**Exercise task**
Can you transcribe every record below exactly as it appears?

━━ Data extract ━━

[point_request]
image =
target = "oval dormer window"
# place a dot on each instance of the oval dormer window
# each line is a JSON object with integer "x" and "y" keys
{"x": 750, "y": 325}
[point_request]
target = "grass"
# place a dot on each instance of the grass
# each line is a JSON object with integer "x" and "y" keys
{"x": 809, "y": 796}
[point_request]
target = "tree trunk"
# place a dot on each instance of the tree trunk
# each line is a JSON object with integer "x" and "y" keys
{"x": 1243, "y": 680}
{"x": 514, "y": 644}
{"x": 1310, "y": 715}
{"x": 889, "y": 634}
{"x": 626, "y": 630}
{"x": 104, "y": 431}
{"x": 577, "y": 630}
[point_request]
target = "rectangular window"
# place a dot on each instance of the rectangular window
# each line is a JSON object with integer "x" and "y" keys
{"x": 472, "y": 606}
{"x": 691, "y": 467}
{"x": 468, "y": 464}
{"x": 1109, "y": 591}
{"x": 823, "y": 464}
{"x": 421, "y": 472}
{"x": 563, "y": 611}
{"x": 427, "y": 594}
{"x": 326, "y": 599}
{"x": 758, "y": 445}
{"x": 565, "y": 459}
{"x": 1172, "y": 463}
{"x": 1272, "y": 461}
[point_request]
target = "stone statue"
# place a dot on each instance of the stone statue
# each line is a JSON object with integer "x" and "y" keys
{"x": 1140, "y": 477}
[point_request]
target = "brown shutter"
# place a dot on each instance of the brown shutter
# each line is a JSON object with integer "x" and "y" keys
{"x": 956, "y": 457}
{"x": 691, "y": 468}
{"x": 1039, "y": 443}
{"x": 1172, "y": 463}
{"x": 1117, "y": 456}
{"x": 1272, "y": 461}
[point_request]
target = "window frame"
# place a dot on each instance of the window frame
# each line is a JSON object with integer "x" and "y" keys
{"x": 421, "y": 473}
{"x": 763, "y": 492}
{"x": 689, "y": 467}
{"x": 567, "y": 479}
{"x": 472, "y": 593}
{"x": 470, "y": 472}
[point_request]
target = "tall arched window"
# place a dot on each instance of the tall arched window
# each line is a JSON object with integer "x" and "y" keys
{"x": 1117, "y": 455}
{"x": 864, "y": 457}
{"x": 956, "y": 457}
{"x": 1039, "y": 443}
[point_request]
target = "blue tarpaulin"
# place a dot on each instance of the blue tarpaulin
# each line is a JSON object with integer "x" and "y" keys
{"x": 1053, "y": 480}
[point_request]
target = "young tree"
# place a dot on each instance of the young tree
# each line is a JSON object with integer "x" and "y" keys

━━━

**Solution to the exercise**
[point_request]
image =
target = "oval dormer window"
# place a dot on each instance of the oval dormer window
# each line is a JSON object with integer "x" and "y" keys
{"x": 750, "y": 325}
[point_request]
target = "grass"
# place a dot on each instance of the grass
# each line is a JSON object with integer "x" and "y" keys
{"x": 809, "y": 796}
[point_request]
target = "tree trunk"
# place a dot on each instance of the tree trunk
# each line is a JSON object with integer "x" and "y" keys
{"x": 1243, "y": 680}
{"x": 514, "y": 644}
{"x": 1310, "y": 715}
{"x": 889, "y": 634}
{"x": 626, "y": 630}
{"x": 104, "y": 431}
{"x": 577, "y": 630}
[point_request]
target = "rectangular window"
# place a dot on each instance of the rectangular window
# each line is a JSON object with integer "x" and "y" keys
{"x": 472, "y": 606}
{"x": 691, "y": 467}
{"x": 468, "y": 464}
{"x": 1109, "y": 591}
{"x": 823, "y": 464}
{"x": 421, "y": 472}
{"x": 563, "y": 611}
{"x": 427, "y": 594}
{"x": 326, "y": 599}
{"x": 758, "y": 445}
{"x": 565, "y": 459}
{"x": 1172, "y": 463}
{"x": 1272, "y": 461}
[point_request]
target = "stone statue"
# place a dot on each instance of the stone statue
# each line is a JSON object with integer "x" and "y" keys
{"x": 1140, "y": 477}
[point_request]
target = "brown shutter"
# place a dot on each instance of the brown shutter
# each line is a JSON object with integer "x" and "y" keys
{"x": 956, "y": 457}
{"x": 691, "y": 468}
{"x": 1039, "y": 443}
{"x": 1172, "y": 463}
{"x": 1117, "y": 456}
{"x": 1272, "y": 461}
[point_request]
target = "window frame"
# place a dot on each instance of the window frame
# each line is a JSON object with integer "x" and "y" keys
{"x": 421, "y": 473}
{"x": 763, "y": 492}
{"x": 689, "y": 467}
{"x": 567, "y": 479}
{"x": 472, "y": 593}
{"x": 470, "y": 472}
[point_request]
target = "tall arched window"
# place a dot on each instance of the tall arched window
# each line is a JSON object with integer "x" and "y" keys
{"x": 1117, "y": 455}
{"x": 864, "y": 457}
{"x": 956, "y": 457}
{"x": 1039, "y": 443}
[point_request]
target = "blue tarpaulin"
# place a dot on each instance of the blue tarpaulin
# each line is a JSON object with integer "x" and "y" keys
{"x": 1053, "y": 480}
[point_request]
target = "young tree"
# place a dot on each instance of the young tree
# each line is a JSON object with integer "x" and "y" keys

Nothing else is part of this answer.